■ **The request**: Each entry below should be returned exactly as is, with the pictures removed.

Coordinate annotation records:

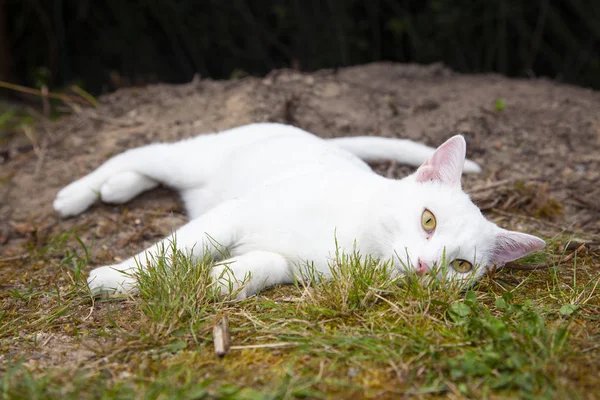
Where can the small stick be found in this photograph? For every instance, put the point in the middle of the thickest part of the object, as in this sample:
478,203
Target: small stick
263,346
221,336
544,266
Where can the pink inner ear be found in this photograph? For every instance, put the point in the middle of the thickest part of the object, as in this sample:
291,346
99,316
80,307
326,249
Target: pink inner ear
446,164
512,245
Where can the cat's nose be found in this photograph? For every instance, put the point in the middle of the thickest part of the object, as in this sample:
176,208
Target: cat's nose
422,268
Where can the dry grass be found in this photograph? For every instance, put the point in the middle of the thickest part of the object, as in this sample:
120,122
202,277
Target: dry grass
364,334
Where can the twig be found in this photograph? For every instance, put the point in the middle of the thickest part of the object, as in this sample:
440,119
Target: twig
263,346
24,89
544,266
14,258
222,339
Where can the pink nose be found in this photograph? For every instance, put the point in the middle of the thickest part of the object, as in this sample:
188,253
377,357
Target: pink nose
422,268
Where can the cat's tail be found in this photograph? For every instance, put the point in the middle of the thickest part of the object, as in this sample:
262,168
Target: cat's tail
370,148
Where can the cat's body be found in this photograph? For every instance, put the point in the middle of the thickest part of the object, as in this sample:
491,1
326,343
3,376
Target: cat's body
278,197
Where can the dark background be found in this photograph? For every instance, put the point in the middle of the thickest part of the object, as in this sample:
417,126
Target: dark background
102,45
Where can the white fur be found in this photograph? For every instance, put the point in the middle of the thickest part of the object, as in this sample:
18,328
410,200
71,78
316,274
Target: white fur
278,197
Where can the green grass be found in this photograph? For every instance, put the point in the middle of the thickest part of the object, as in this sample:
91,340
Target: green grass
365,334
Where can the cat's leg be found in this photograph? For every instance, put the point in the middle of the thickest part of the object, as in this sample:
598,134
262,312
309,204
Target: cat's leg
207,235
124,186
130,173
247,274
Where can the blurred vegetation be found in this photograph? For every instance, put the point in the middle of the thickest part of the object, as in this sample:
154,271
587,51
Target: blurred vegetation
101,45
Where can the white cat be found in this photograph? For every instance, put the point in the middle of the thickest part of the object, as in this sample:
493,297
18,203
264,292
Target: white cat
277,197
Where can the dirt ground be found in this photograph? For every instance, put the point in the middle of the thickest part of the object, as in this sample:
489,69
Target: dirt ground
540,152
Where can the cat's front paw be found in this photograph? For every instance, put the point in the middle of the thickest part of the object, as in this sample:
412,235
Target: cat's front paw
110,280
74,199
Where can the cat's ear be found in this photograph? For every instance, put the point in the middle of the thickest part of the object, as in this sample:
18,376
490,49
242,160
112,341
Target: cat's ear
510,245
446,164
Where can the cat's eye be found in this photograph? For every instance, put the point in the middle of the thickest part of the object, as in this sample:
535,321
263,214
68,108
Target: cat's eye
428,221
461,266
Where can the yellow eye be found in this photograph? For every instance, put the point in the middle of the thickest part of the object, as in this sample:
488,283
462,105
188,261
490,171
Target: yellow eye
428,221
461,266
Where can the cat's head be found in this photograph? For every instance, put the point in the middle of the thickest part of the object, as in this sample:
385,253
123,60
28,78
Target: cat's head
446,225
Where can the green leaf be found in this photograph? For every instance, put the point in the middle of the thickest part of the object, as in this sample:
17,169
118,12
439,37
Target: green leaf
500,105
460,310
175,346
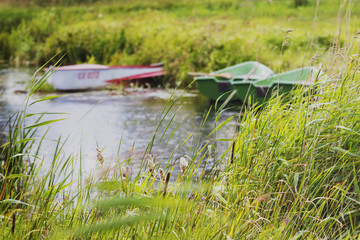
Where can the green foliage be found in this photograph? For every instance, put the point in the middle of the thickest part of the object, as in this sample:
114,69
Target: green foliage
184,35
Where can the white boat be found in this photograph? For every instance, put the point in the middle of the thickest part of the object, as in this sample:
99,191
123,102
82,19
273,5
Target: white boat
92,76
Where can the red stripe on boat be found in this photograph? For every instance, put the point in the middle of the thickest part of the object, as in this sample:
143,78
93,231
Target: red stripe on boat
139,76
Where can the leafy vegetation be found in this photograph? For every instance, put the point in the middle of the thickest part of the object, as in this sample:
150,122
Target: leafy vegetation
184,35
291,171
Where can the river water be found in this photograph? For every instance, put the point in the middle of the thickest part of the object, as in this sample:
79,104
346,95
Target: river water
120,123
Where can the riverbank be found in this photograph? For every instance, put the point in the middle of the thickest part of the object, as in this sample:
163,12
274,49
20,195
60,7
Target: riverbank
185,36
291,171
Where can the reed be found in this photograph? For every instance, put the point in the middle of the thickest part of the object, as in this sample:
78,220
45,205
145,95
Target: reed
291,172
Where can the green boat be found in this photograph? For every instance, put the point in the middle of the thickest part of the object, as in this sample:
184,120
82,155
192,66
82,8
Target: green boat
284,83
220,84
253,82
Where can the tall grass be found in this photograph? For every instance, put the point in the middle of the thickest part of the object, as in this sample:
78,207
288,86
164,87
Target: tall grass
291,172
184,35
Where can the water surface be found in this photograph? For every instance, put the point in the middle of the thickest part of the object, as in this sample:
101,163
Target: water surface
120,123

■ **Exercise output**:
Where can the small stick be found in this photograph? For every instance, put the point in the middle of the thickest part of the object, as in this sample:
478,203
Target: small stick
263,346
221,336
544,266
Where can the pink inner ear be found in this photograph? For every instance, put the point in the middle of the thickest part of the object, as in this sample:
291,346
99,316
80,307
326,249
Target: pink inner ear
446,164
512,245
Where can the cat's nose be found in this photograph? For every instance, put the point in the middle of the thickest part of the object, as in this sample:
176,208
Target: cat's nose
422,268
Where can the dry grass be found in this photograph? For every instance, put the point in the middle of the thickest part of the object, as in this sample:
120,122
202,277
Target: dry grass
364,334
Where can the twig be found in this photograph? For every instance, put the point in the middle of the thickest part of the object, as in this sample:
440,119
Target: twig
263,346
24,89
544,266
14,258
222,339
Where can the pink nose be found in this photograph? For every instance, put the point in the middle of the thickest part of the object, as in this sample:
188,253
377,357
Target: pink nose
422,268
Where can the cat's tail be found in this photograph? For every instance, put the point in the middle of the thickest part of the object, as in this sample:
262,168
Target: cat's tail
370,148
Where can the cat's body be found in this photograph? For every instance, put the point in the middle of the thickest part of the object, as in this sample:
491,1
326,343
3,376
Target: cat's body
278,197
Where can the dark background be found in this photograph? For every instance, put the point in the middle of the thickest part of the object, as in this sample:
417,126
Target: dark background
102,45
Where can the white fur be found in this photograph? For every instance, put the point in the middle of the thickest part of the object, as in this sample:
18,328
410,200
71,78
316,274
Target: white fur
278,197
Where can the green grass be found in this photograph? For every instance, put the point in the middle of the thickest part of the object, as in this sample:
91,340
Target: green grass
365,334
Where can the cat's leg be found in this photograph? For every instance, put the point in the middle of the thickest part of the object, as in this sample:
598,134
262,312
309,204
Target: cat's leg
207,235
124,186
130,173
247,274
Where can the blurred vegetation be found in this photograph? For every instance, put the point in the middle of the thickest part of the object, as in this sample:
154,271
587,51
Target: blurred vegetation
101,45
Where can the white cat be found in this photograph? For every instance, put the point in the middle of the thickest part of the object, as in this sample:
493,297
18,203
264,292
Target: white cat
277,197
Where can the dirt ground be found in this photograph? For every instance, put the point in the middle of the thickest part of the object, as in this sample:
489,69
Target: dirt ground
540,152
Where can the cat's front paw be found in this photograph? For every instance, put the point in the middle of the thickest part of the object, as in this sample:
412,235
Target: cat's front paw
110,280
74,199
Where can the cat's ear be found in this photograph? For every instance, put the point in the middle of the thickest part of the object, as in this sample:
18,376
490,49
242,160
112,341
Target: cat's ear
510,245
446,164
Where can the cat's eye be found in this photograph? For every instance, put the point in the middle of the thickest part of the object, as in this sample:
535,321
263,214
68,108
Target: cat's eye
428,221
461,266
Where can the yellow eye be found in this photograph? For every instance, put the point in the middle of the thickest part of the object, as in this sample:
488,283
462,105
188,261
490,171
Target: yellow eye
428,221
461,266
Where can the cat's head be found in this photograph? For every instance, put the point in the middle of the thickest part of the object, as in this sample:
385,253
123,60
28,78
Target: cat's head
446,225
Where can the green leaf be found in this photograph? For every instance, put the point in the middle of the thickest part of the object, as in this sample:
17,169
118,12
439,37
Target: green leaf
500,105
460,310
175,346
Where can the green foliage be found in this photograph? For every instance, put the point in the middle of the thickest part of the object, as in this sample:
114,69
Target: green foliage
184,35
Where can the white boat be found in this photograph? For every instance, put the point in the middle of the thickest part of the object, as in this sample:
99,191
123,102
82,19
273,5
Target: white boat
92,76
Where can the red stripe on boat be found in this photograph? For every instance, put the point in the middle of the thickest part of the object, as in this sample:
143,78
93,231
Target: red stripe on boat
139,76
Where can the leafy vegetation be found in this photograph? For every instance, put the point in the middle of the thickest part of the object, as in this sample:
150,122
Target: leafy vegetation
184,35
291,171
Where can the river water be found in this photograph? For every instance, put the point in the middle of the thickest part of the object, as in this sample:
79,104
346,95
Target: river water
120,123
Where can the riverbank be found in this photograph? For every instance, put the point in the middle of the thickest part of the object, as in this sample:
163,12
274,49
20,195
60,7
Target: riverbank
185,36
291,171
Where can the reed be found in this photograph? For every instance, put the point in the middle of the thickest part of the object, as in this sample:
78,220
45,205
145,95
Target: reed
291,172
Where can the green boat be found in this photograph? For every instance, put the point in the middle of the thickest part of the object, as in this sample:
184,120
82,155
192,66
82,8
Target: green boat
284,83
220,84
253,82
Where can the tall grass be found in this photograph? For every instance, put the point in the middle of the thickest part of the object, as in this sample:
78,207
288,86
164,87
Target: tall grass
291,172
184,35
Where can the water surface be found in this photograph? For every instance, put the point in the middle of the thickest part of the object, as in this sample:
101,163
Target: water surface
120,123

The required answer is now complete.